Task objective:
Pick out and copy each line in the following entries that contains the string "below", treating uppercase and lowercase as different.

Record extracts:
— Begin —

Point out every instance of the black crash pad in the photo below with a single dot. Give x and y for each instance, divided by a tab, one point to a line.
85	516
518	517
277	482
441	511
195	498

— End —
— Begin —

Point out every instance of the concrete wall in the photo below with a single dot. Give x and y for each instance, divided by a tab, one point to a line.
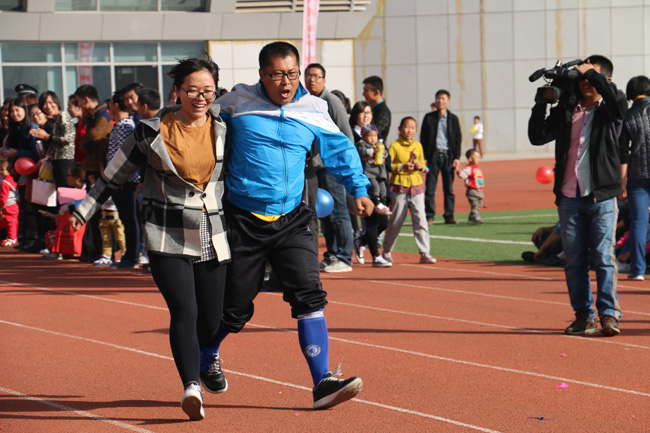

— End —

Exercise solution:
Point out every instance of the black crash pad in the photo below with a single dot. Give x and y for each instance, divided by a tab, one point to a line.
Point out every instance of the concrete wall in the photo below with a single dot. Give x and y for each instance, divided by a tab, one point to a line.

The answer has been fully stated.